What is expected: Reproduce the data exactly.

>>>>

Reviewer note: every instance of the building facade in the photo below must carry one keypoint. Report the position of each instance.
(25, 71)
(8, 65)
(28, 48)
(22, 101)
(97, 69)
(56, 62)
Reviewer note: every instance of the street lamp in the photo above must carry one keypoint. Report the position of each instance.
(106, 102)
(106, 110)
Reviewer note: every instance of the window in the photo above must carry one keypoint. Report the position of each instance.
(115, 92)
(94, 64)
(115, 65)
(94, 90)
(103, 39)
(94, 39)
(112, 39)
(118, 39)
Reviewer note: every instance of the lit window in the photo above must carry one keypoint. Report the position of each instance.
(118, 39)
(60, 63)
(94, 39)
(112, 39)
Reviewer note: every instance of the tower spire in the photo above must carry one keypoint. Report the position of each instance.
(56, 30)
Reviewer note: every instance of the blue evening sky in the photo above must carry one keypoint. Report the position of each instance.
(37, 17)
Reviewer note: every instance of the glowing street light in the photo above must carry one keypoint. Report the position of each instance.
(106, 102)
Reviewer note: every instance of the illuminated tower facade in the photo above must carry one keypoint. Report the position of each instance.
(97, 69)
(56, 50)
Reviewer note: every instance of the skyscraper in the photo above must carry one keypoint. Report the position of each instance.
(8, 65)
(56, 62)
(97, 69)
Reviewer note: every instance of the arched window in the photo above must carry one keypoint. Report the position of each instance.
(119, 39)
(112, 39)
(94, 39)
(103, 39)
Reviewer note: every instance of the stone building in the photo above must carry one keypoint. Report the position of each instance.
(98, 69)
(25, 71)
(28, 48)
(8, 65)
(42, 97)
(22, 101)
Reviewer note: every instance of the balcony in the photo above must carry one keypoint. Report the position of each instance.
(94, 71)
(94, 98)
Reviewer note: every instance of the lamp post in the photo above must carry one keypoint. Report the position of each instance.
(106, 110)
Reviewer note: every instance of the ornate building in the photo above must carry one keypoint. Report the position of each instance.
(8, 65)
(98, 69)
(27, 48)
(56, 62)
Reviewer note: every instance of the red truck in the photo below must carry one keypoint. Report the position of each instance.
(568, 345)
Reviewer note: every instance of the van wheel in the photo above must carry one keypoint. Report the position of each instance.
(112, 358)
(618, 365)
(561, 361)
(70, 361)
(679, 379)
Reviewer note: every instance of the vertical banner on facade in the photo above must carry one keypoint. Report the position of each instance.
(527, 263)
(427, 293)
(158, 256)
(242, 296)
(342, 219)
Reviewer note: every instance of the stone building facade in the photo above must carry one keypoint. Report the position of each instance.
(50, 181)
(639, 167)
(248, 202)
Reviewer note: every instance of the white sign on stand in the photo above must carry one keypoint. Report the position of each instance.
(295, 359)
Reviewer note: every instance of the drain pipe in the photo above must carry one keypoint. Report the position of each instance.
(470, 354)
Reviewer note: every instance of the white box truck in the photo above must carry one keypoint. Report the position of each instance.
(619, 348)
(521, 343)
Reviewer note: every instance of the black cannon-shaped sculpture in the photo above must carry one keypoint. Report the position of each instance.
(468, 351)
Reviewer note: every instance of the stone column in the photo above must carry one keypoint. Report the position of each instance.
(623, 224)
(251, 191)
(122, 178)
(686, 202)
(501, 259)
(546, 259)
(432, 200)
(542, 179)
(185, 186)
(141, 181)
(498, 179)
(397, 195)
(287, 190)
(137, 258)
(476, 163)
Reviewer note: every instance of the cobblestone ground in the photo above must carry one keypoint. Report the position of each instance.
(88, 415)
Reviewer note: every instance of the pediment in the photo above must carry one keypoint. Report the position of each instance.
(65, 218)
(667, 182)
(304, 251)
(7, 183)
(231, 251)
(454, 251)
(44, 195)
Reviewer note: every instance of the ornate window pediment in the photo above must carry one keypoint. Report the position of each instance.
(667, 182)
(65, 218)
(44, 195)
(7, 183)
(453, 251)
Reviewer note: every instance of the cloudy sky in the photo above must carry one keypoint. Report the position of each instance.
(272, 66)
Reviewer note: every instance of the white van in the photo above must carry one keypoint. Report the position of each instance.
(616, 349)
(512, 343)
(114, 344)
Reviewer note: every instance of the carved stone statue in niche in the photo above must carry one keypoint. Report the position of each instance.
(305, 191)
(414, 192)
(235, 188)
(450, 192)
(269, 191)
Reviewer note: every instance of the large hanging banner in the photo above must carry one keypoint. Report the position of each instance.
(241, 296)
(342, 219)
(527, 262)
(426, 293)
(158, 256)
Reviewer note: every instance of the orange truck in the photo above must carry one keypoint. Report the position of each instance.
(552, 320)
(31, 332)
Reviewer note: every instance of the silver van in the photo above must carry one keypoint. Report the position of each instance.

<<<<

Task answer:
Reviewer note: every instance of the building facade in the photo below must carry one keypoint. Report the position of each instance.
(25, 71)
(8, 65)
(28, 48)
(22, 101)
(97, 69)
(56, 62)
Reviewer note: every instance of the street lamp in the photo above must carry one keypoint. Report the position of each instance.
(106, 102)
(106, 110)
Reviewer note: every instance of the window in the photo above must carry one keypoint. Report the position of each instance.
(115, 92)
(94, 64)
(115, 65)
(94, 90)
(103, 39)
(94, 39)
(112, 39)
(118, 39)
Reviewer note: every instance of the lit window in the photo above must carry one keypoint. Report the position of each instance.
(118, 39)
(60, 63)
(94, 39)
(112, 39)
Reviewer note: every instance of the tower spire in the photo above must carry one keypoint. Report the position of each instance.
(56, 30)
Reviewer note: every instance of the blue evening sky in the photo above must carry one keypoint. Report the position of each instance.
(37, 17)
Reviewer note: every instance of the glowing street light in the photo above must carry one keypoint. Report the position of each instance.
(106, 102)
Reviewer note: every instance of the illuminated tower facade in the photo above must carry one keypoint. Report the position of each instance.
(97, 69)
(56, 50)
Reviewer note: every instance of the skyscraper in the photo above must carry one keypoint. Report the position of each instance.
(8, 65)
(56, 62)
(97, 69)
Reviewer note: every instance of the arched window in the photo above must carry one keypoint. Report the position of each instance.
(119, 39)
(112, 39)
(94, 39)
(103, 39)
Reviewer note: every instance of the stone building in the photo above must carry one keypoint. Report the position of each instance.
(98, 69)
(25, 71)
(28, 48)
(8, 65)
(42, 97)
(22, 101)
Reviewer note: every instance of the balcony in the photo above must carry one keypoint. Report the position of each instance.
(94, 71)
(94, 98)
Reviewer note: every instance of the lamp post in the photo above must carry one keypoint. Report the position of each instance.
(106, 110)
Reviewer note: every instance of the ornate building in the photo above must carry one keypoint. Report the position of each instance.
(8, 65)
(98, 69)
(27, 48)
(56, 62)
Reviewer note: every instance of the red truck in the photo below must carry one keypoint. Report the position of each instance.
(568, 345)
Reviewer note: every instance of the van wheel in the photo above must carry one keypoint. Report the position of each instance.
(112, 358)
(618, 365)
(561, 361)
(70, 361)
(679, 379)
Reviewer note: every instance of the vertical banner on facade in the photo above must carry one keypoint. Report the position of each instance.
(527, 263)
(427, 293)
(158, 256)
(242, 296)
(342, 219)
Reviewer note: every instance of the stone building facade in the photo above must carry one keypoint. Report the position of each instance.
(50, 181)
(639, 167)
(248, 202)
Reviewer note: every instance of the white sign on stand in the photo above must carry one keypoint. Report the position of each instance.
(295, 359)
Reviewer note: every instance of the drain pipe in the photo above must carry one keypoint. Report the position of each instance.
(470, 354)
Reviewer note: every instance of the white box truck in the photo above must carry one keypoint. Report the position of each instance.
(619, 348)
(521, 343)
Reviewer note: every instance of the black cannon-shaped sculpture in the photo above must carry one keypoint. Report the position of each instance.
(468, 351)
Reviewer note: every instance of the stone column in the photo above must carry one keypoint. Report the position of each instance.
(623, 224)
(251, 191)
(122, 178)
(686, 202)
(501, 259)
(546, 259)
(432, 200)
(542, 179)
(185, 186)
(141, 181)
(498, 179)
(397, 195)
(287, 190)
(137, 258)
(476, 163)
Reviewer note: every instance of the cobblestone ground in the photo above must carry one keypoint. Report the position of each instance.
(88, 415)
Reviewer note: every instance of the pediment in the photo above must carry one keypoint. Report the position of each instance.
(65, 218)
(667, 182)
(304, 251)
(7, 183)
(231, 251)
(454, 251)
(44, 195)
Reviewer note: every instance of the ornate window pediment in the photo above must carry one keypoint. Report the position of each instance.
(667, 182)
(65, 218)
(44, 195)
(7, 183)
(453, 251)
Reviewer note: every instance of the cloudy sky in the photo above must carry one keypoint. Report the position of each instance.
(272, 66)
Reviewer note: every instance of the white van in the photo above must carry one keypoint. Report the position of each instance.
(616, 349)
(512, 343)
(114, 344)
Reviewer note: every instance of the carved stone statue in niche in the photo above must carry one keypoint. Report the position of each instance.
(305, 191)
(414, 192)
(235, 188)
(450, 192)
(269, 191)
Reviewer note: every instance of the large hanging banner in the photo above must carry one keypoint. Report the position of each instance.
(241, 296)
(342, 219)
(527, 262)
(426, 293)
(158, 256)
Reviewer note: every instance of the orange truck in the photo above must carry one keypoint. Report the position of each instance.
(552, 320)
(31, 332)
Reviewer note: every instance of the silver van in the photo above must carry one keypoint. Report the position of each instance.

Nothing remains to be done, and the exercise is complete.